━━ RECORDS FOR THIS EXERCISE ━━
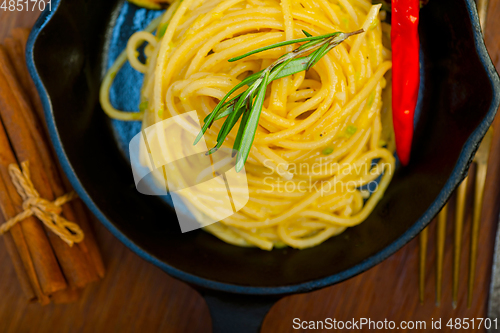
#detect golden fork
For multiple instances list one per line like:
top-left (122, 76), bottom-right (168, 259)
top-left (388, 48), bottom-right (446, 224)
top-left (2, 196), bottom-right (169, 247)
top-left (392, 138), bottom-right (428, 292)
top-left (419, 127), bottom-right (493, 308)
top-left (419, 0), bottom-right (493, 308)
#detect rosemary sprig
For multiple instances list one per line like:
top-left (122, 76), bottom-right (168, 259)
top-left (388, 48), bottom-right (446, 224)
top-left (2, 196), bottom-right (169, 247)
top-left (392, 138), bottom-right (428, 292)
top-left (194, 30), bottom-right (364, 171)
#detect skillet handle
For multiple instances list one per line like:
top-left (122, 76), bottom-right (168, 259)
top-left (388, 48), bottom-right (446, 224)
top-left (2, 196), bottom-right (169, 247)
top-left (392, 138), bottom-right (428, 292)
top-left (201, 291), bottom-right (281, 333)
━━━
━━ RECORDS FOR THIS EXERCISE ━━
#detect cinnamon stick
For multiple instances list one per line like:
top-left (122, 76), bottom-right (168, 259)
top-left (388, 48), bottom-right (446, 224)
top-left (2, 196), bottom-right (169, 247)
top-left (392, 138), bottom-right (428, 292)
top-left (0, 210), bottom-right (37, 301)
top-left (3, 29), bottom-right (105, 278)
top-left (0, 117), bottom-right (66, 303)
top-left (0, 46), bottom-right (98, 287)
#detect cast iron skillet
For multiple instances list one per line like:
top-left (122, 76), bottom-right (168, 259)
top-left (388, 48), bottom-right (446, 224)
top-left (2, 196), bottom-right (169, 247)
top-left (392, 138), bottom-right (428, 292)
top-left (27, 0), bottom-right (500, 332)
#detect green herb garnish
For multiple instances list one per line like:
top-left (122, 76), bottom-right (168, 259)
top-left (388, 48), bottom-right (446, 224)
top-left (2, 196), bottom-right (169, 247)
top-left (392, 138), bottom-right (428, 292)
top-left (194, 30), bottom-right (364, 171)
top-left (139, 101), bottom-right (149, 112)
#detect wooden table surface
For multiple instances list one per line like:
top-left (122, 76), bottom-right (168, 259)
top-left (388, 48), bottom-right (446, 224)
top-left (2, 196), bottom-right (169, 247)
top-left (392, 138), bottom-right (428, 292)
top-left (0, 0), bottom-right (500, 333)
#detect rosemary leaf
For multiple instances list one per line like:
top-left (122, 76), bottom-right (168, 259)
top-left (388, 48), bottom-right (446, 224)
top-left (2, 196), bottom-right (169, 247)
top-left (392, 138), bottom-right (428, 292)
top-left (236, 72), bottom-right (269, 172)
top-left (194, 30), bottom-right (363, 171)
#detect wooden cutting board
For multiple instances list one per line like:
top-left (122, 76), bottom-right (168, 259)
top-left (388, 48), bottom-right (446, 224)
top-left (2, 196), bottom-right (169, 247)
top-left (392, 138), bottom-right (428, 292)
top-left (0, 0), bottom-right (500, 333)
━━━
### GIVEN PROBLEM
Turn the lines in the records above, from the line with "#detect skillet handle" up to and including the line with "top-left (201, 291), bottom-right (281, 333)", into a numbered list. Leave out any blank lines.

### EXERCISE ANSWER
1. #detect skillet handle
2. For multiple instances list one per line like:
3. top-left (122, 76), bottom-right (168, 259)
4. top-left (388, 48), bottom-right (446, 224)
5. top-left (2, 196), bottom-right (169, 247)
6. top-left (392, 138), bottom-right (428, 292)
7. top-left (201, 291), bottom-right (281, 333)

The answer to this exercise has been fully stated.